Coordinate annotation entries
------------------------
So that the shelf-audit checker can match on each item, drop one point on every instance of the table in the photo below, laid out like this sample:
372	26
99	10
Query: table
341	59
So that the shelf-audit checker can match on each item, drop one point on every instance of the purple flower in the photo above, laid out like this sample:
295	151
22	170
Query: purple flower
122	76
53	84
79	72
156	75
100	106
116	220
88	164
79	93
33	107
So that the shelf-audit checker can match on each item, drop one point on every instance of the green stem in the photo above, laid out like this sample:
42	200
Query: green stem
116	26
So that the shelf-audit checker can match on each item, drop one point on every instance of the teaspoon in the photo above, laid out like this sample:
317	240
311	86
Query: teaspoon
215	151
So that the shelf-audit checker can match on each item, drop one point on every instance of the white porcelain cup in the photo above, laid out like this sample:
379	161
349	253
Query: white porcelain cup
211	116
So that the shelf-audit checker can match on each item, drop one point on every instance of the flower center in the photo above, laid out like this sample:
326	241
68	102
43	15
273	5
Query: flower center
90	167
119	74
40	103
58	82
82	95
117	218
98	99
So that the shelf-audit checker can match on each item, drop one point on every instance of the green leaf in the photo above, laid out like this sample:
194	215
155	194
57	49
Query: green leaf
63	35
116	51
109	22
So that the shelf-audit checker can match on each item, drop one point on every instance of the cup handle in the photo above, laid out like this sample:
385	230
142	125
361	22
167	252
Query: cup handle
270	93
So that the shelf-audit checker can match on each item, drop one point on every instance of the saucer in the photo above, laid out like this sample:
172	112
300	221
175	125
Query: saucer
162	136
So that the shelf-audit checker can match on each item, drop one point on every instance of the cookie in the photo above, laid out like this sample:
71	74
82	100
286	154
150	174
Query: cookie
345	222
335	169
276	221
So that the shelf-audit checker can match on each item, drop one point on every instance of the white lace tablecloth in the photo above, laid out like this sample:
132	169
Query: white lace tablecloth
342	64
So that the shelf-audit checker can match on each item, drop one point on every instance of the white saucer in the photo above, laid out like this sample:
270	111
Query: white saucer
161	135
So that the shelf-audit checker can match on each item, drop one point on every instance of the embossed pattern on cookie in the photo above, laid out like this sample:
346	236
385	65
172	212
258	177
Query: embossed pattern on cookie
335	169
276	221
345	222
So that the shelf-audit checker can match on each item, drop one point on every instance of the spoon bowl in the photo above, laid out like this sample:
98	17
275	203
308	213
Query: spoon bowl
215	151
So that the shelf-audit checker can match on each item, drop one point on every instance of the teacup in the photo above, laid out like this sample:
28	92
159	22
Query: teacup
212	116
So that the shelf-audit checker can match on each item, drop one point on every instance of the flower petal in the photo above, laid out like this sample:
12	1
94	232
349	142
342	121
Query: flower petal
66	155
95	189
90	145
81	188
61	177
------------------------
* Written task: Output the full listing exactly as it stands.

* Output of the task:
So that the shelf-audit checker can match on each item, drop one point on every instance of the table in the photo below, laid out like this sample:
372	26
99	10
Query: table
341	59
So that the shelf-audit checker can match on each item, drop one point on every instance of the purple flower in the photo above, laid out like this sample:
295	151
22	170
Query: purple flower
122	76
53	84
79	72
156	75
100	106
116	220
88	164
79	93
33	107
So that the shelf-audit checker can match on each item, drop one point on every instance of the green stem in the photo above, laid out like this sample:
42	200
Query: green stem
116	26
So that the shelf-audit checker can match on each item, drop one point on every instance of the teaspoon in the photo above, laid out like this sample:
317	240
311	86
Query: teaspoon
215	151
So that the shelf-audit checker can match on each item, drop one point on every instance of the white porcelain cup in the photo above, laid out like this sample:
379	161
349	253
Query: white porcelain cup
211	116
So that the shelf-audit checker can match on each item, drop one point on every instance of the flower center in the photo above, laid out like this sample:
326	241
68	102
43	15
273	5
Query: flower center
90	167
119	74
40	103
58	82
82	95
117	218
98	99
So that the shelf-audit checker can match on each item, drop one point on every instance of the green leaf in the photo above, laid out like this sample:
194	215
155	194
57	49
Query: green leaf
63	35
116	51
109	22
So that the shelf-audit checker can match on each item, drop one point on every instance of the cup handle in the photo above, laid out like this sample:
385	230
142	125
361	22
167	252
Query: cup handle
270	93
So that the shelf-audit checker can match on each item, drop one point on every instance of the saucer in the photo above, laid out like this sample:
172	112
300	221
175	125
Query: saucer
162	136
So that the shelf-audit checker can match on each item, drop one point on every instance of the cookie in the photo above, laid out like this sample:
71	74
82	100
286	154
150	174
Query: cookie
345	222
335	169
276	221
So that the shelf-audit checker can match on each item, drop one point on every instance of the white lace tablecloth in the photo above, laid out like this sample:
132	169
Query: white lace tablecloth
342	64
So that the shelf-audit checker can match on each item, drop one point on every instance of the white saucer in the photo above, laid out like this sample:
270	111
Query: white saucer
161	135
So that the shelf-audit checker can match on each item, drop one point on every instance of the embossed pattern on cookie in the photo above, laid out like this sample:
346	236
385	65
172	212
258	177
Query: embossed pattern on cookie
335	169
276	221
345	222
So that the shelf-audit checker can match on each item, drop one point on every instance of the spoon bowl in the photo above, laid out like this sample:
98	17
275	203
308	213
Query: spoon bowl
215	151
So that the shelf-audit checker can match on each item, drop one point on every instance of the teacup in the photo above, laid out like this sample:
28	92
159	22
Query: teacup
212	116
So that the shelf-audit checker can match on each item, drop one point on every instance of the flower petal in the photo above, laid out like this sample:
12	1
94	232
349	142
342	121
Query: flower petal
66	155
95	189
90	145
81	188
61	177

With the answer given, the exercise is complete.